[[ EXTRACT, beginning ]]

Currently, the factory has a capacity of producing 10 million bottles per year. the factory produces a full range of sparkling wines, including wine, fruit wine, cognac, vodka, and champagne, all based on French technology.

The factory produces a variety of red dry, semisweet, dessert and vintage wine including the following brands: Hayk Nahapet, Renaissance, Anna, Lilit, Frans, Earth Blood, Wedding and Areni Vayk. Fruit wine is also produced by the factory including the following brands: White Qishmish (white straw wine), Mikado (plum dessert wine), Vin de Farise (red semisweet strawberry wine), Vin de Cassis Noir (red semisweet blackcurrant wine), Vin de Framboise (red semisweet raspberry wine), Black Qishmish (red semisweet straw wine), Vin de Cerise (red semisweet cherry wine), Vin de Mure (red semisweet blackberry wine) and Vin de Grenade (red semisweet pomegranate wine).

[[ EXTRACT, end ]]
[[ GIVEN RECORDS, beginning ]]

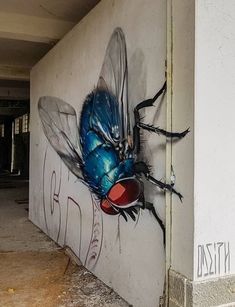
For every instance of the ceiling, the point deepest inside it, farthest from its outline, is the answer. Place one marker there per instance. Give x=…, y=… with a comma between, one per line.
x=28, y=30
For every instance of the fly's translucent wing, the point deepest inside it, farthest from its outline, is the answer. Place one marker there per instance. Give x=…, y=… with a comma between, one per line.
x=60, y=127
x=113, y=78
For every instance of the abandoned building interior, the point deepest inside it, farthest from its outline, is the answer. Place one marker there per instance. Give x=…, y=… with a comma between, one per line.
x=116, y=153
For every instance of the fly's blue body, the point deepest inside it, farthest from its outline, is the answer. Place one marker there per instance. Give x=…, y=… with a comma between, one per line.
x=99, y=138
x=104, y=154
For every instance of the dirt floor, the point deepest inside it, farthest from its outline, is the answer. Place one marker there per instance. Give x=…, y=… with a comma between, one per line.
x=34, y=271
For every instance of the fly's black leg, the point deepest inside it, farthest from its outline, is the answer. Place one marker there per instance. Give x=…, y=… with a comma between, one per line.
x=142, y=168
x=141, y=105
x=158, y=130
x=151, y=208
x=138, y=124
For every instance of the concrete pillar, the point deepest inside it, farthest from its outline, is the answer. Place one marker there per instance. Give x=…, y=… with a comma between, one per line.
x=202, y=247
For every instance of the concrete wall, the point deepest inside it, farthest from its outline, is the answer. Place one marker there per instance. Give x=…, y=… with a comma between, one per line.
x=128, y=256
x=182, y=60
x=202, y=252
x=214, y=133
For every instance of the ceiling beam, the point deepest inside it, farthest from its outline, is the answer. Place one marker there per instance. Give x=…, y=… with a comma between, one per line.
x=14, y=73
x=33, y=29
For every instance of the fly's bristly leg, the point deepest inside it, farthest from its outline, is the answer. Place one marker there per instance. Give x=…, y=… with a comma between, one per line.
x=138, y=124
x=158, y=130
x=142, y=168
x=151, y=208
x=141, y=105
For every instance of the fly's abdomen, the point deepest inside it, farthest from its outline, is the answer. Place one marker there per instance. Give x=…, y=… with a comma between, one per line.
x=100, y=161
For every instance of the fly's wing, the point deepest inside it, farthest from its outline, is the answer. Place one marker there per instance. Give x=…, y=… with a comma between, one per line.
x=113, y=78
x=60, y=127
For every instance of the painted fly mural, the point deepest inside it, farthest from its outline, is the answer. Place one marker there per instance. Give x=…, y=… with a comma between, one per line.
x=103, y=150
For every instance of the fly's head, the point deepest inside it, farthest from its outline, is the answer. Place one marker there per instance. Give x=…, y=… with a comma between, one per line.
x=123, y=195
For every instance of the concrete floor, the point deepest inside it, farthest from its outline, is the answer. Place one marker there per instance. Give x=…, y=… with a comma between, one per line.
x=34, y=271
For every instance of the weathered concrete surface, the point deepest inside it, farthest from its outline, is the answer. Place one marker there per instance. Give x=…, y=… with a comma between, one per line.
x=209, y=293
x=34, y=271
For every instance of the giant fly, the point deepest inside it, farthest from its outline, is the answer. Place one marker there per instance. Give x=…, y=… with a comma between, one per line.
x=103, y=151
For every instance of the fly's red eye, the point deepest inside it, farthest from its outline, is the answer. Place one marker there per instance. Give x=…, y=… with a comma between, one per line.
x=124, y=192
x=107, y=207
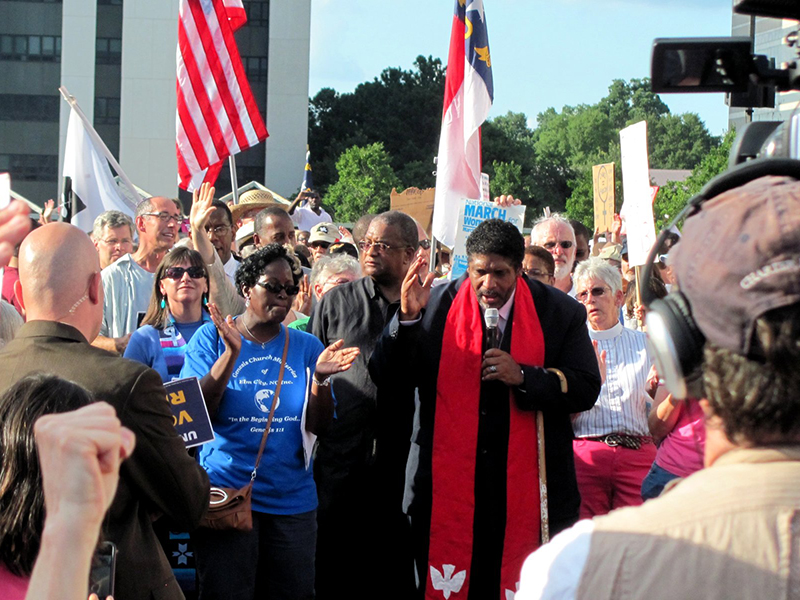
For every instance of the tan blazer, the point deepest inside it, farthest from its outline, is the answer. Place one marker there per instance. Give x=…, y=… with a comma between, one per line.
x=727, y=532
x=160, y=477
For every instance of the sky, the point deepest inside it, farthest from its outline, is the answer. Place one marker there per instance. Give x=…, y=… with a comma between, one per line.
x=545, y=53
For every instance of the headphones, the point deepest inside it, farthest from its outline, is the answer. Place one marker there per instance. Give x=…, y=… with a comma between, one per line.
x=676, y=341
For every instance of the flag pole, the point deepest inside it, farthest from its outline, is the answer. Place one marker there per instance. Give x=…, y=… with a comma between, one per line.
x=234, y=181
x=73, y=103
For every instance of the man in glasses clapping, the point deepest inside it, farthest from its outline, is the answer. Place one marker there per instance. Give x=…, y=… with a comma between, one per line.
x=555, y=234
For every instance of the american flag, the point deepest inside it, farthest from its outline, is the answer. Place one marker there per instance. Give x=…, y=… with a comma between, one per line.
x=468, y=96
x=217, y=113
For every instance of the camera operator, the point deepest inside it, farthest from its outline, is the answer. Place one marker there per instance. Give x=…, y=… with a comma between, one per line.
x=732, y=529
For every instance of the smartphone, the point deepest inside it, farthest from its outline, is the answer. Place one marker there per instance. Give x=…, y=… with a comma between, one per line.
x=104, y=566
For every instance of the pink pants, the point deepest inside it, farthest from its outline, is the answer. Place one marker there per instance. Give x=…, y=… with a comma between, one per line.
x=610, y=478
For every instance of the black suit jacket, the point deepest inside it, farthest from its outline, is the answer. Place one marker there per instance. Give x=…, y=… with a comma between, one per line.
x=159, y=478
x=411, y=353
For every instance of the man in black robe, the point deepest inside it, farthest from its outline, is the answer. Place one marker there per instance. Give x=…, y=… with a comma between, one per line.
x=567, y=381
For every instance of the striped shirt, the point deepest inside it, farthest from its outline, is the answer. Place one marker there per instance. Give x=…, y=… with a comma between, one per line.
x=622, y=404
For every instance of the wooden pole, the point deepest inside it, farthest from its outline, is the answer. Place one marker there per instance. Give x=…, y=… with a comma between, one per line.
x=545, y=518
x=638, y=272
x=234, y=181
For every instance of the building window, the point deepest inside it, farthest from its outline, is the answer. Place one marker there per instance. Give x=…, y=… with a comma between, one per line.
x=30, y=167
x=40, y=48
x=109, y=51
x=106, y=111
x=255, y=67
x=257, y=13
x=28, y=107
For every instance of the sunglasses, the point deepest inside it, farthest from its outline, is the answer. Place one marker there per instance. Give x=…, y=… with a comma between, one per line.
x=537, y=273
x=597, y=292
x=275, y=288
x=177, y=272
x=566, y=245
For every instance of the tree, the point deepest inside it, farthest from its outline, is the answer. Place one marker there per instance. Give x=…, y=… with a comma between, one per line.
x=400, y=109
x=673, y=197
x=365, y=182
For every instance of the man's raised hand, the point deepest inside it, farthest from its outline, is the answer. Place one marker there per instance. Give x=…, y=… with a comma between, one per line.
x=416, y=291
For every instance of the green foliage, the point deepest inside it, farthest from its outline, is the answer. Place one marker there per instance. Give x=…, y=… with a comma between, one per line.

[[ GIVEN RECORDS, end ]]

BRIEF 1 -> According to the factory text, how many bottles can the factory produce each year?
BRIEF 2 -> Please carry on the factory text, starting after its final sentence.

WRITTEN RESPONSE 1 -> 10 million bottles per year.

WRITTEN RESPONSE 2 ->
Cognac brands produced by the factory include: Pride of Armenia (3, 5 and 7 years old), Voske Dar, Frans, Nare and Trdat.

Vodka brands of the factory include Mujik and Russkaya Nakhodka.

Champagne (sparkling wine) types of the factory include semi dry champagne, red sparkling champagne, dry champagne and semisweet champagne, all being produced under the brand Armenian Champagne.

The owners of the factory in the till date are Versand Hakobyan and Hrayr Hakobyan.